▶ **Text extract**
-- Begin --

People are also paying off their debts. People have paid off £7 billion worth of debts from their credit cards from April to June and another £4.8 billion on other loans. So we have become a bit of a nation of accidental savers.
What do you do if you have extra money?
1. Save it.
I want to share with you an analogy that I call the fridge-freezer-larder. It’s something that I’ve used for years and years, even when I worked at the bank, I used to use this analogy. It’s very simply;
- Are you saving for something that you need instant access to i.e. things that go in your fridge, like your eggs and your vegetables and your milk. Things that you would probably use every single day.
- Are you saving towards something that you might need occasional access to, maybe like your tins of beans or your herbs and spices in the larder or your cupboards.
- Or are you saving for your future self? This is like your freezer. This is money where you don’t necessarily need to have instant access daily access. You might even not need access for the foreseeable future.

-- End --

▶ **Tasks to carry out**
a - Set down word for word the part of the passage on saving starting with "I want to share" and going on through "every single day.".
b - According to the passage on saving, how much credit card debt did people pay off from April to June?
The records that come after this passage on saving are separate material.

▶ **Extracted information**
-- Begin --

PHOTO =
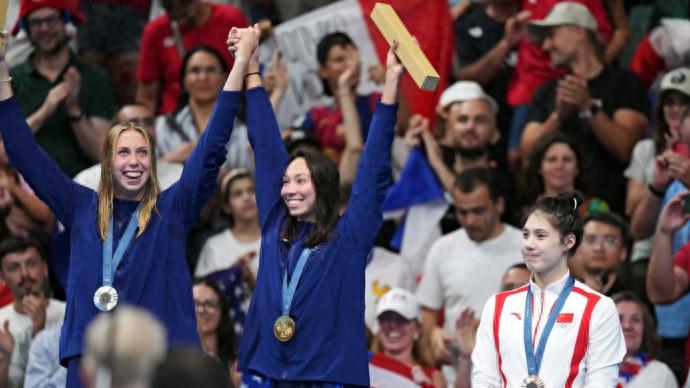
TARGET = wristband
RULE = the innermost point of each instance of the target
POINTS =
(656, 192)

-- End --
-- Begin --

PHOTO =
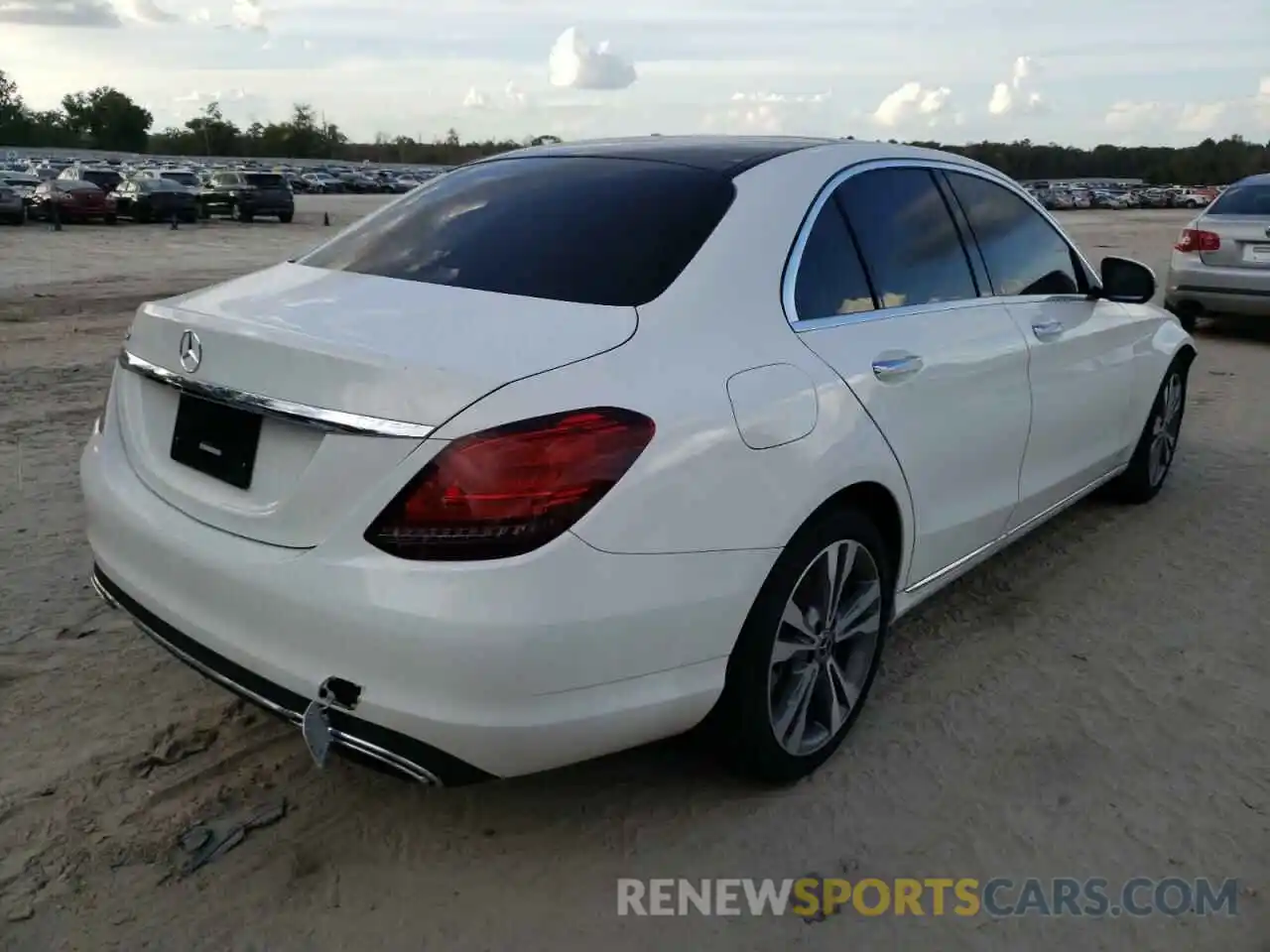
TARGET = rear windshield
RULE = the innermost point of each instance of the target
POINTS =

-- End --
-- Begin --

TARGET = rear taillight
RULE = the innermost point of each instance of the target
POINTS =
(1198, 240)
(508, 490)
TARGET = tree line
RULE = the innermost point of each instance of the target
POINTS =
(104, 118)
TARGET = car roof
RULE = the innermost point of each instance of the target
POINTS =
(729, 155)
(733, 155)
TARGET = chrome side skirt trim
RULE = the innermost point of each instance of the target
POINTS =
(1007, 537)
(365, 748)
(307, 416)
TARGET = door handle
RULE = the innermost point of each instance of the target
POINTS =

-- End --

▶ **Solutions to the tasks**
a -
I want to share with you an analogy that I call the fridge-freezer-larder. It’s something that I’ve used for years and years, even when I worked at the bank, I used to use this analogy. It’s very simply;
- Are you saving for something that you need instant access to i.e. things that go in your fridge, like your eggs and your vegetables and your milk. Things that you would probably use every single day.

b - £7 billion